▶ _Exercícios propostos_
1/ Segundo o trecho para leitura, quais são as opções da votação sobre como ir à manifestação da Avenida Paulista? Liste todas.
2/ Transcreva fielmente as linhas das entradas, começando na primeira linha das entradas e terminando na linha que contém "left=325, top=373, right=338, bottom=408", incluindo-a.

══ Trecho para leitura ══

É tudo vivo no discurso ainda em formação da Marcela. Ela tem uma ascendência natural sobre seus colegas, ascendência que vem da empatia, da facilidade de comunicação e de uma certa leveza nos enfrentamentos. De certo que ainda não se impregnou do modelo mais sisudo da militância clássica. Tem, por exemplo, a inteligência de traduzir “empoderamento feminino” por “as minas da linha de frente são zica”.
Marcela é zica. As outras garotas da ocupação são zica também. Não tem musa. Não tem darling. Tem zica. E quando outra estudante, Luisa Coelho, 17 anos, grita por ordem e chama uma pequena votação, Marcela divide seu protagonismo sem nenhuma crise. “É o seguinte galera, vamos votar! Três opções: vamos para a manifestação da Avenida Paulista caminhando, pagando passagem ou fazendo catracaço (que significa pular a catraca do metrô e não pagar a passagem)?”

═══
══ Dados fornecidos ══

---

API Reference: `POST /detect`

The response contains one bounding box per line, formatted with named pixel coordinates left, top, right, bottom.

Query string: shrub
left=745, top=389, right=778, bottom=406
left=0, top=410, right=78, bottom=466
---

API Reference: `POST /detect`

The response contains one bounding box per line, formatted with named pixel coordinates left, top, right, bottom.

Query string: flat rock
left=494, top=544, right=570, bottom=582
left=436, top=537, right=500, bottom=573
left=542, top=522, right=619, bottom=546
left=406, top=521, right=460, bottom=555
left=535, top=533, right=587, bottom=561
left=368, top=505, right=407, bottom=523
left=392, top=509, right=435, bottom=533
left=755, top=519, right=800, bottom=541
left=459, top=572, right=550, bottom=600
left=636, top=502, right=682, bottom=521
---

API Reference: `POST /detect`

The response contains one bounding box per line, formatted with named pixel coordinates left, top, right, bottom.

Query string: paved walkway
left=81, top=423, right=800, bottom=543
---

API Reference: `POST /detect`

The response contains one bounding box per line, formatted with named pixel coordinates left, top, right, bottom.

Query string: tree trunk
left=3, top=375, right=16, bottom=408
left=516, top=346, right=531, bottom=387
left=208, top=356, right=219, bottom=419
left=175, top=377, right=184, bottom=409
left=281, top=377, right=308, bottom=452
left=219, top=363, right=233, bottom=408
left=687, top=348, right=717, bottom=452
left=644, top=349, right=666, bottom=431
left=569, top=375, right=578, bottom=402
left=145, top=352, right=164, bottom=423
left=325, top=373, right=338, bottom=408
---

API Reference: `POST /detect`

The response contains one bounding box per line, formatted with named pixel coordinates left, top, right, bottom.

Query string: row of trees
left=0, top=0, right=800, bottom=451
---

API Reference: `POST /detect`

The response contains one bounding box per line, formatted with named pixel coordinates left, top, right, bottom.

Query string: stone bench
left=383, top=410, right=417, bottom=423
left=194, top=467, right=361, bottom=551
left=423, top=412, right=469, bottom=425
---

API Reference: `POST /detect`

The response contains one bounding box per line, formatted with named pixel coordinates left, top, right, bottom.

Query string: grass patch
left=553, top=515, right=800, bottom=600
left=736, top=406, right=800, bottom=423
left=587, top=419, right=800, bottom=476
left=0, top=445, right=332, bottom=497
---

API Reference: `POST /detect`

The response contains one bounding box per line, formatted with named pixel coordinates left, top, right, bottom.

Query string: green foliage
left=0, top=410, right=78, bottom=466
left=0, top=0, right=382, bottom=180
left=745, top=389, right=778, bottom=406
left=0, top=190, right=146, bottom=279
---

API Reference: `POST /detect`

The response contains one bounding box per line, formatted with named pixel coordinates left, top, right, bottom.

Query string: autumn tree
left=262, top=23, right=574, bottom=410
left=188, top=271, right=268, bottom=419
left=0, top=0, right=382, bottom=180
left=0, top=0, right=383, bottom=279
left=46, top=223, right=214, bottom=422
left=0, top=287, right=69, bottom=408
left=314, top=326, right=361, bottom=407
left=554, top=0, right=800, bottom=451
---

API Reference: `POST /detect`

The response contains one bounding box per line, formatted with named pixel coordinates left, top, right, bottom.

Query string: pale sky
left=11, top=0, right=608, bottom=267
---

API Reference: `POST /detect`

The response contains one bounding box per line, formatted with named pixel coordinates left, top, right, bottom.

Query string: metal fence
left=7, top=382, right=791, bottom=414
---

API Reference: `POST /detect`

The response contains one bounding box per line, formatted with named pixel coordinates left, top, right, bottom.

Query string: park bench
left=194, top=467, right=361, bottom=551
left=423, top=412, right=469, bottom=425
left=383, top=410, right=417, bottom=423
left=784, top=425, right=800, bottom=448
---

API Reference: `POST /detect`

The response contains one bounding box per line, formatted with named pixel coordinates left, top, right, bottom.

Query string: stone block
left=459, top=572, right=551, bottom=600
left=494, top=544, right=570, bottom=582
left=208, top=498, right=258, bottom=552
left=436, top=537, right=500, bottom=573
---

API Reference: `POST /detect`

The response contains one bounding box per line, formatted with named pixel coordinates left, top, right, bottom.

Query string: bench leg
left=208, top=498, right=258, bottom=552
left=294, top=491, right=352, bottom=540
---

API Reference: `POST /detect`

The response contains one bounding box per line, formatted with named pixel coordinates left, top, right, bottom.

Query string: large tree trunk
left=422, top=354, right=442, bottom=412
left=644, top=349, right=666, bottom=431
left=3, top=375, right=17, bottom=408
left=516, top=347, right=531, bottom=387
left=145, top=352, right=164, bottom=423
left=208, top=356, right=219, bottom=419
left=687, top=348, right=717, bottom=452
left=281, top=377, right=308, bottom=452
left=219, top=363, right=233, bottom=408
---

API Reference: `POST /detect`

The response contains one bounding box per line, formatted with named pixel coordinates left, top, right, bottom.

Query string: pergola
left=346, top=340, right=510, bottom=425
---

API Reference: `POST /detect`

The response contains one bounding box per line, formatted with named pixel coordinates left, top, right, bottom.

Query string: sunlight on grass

═══

▶ _As respostas_
1/
- Caminhando
- Pagando passagem
- Fazendo catracaço

2/
---

API Reference: `POST /detect`

The response contains one bounding box per line, formatted with named pixel coordinates left, top, right, bottom.

Query string: shrub
left=745, top=389, right=778, bottom=406
left=0, top=410, right=78, bottom=466
---

API Reference: `POST /detect`

The response contains one bounding box per line, formatted with named pixel coordinates left, top, right, bottom.

Query string: flat rock
left=494, top=544, right=570, bottom=582
left=436, top=537, right=500, bottom=573
left=542, top=522, right=619, bottom=546
left=406, top=521, right=460, bottom=555
left=535, top=533, right=587, bottom=561
left=368, top=505, right=407, bottom=523
left=392, top=509, right=435, bottom=533
left=755, top=519, right=800, bottom=541
left=459, top=572, right=550, bottom=600
left=636, top=502, right=682, bottom=521
---

API Reference: `POST /detect`

The response contains one bounding box per line, formatted with named pixel coordinates left, top, right, bottom.

Query string: paved walkway
left=81, top=423, right=800, bottom=543
---

API Reference: `POST /detect`

The response contains one bounding box per line, formatted with named pixel coordinates left, top, right, bottom.

Query string: tree trunk
left=3, top=375, right=16, bottom=408
left=516, top=346, right=531, bottom=387
left=208, top=356, right=219, bottom=419
left=175, top=377, right=184, bottom=409
left=281, top=377, right=308, bottom=452
left=219, top=363, right=233, bottom=408
left=687, top=348, right=717, bottom=452
left=644, top=349, right=666, bottom=431
left=569, top=375, right=578, bottom=402
left=145, top=352, right=164, bottom=423
left=325, top=373, right=338, bottom=408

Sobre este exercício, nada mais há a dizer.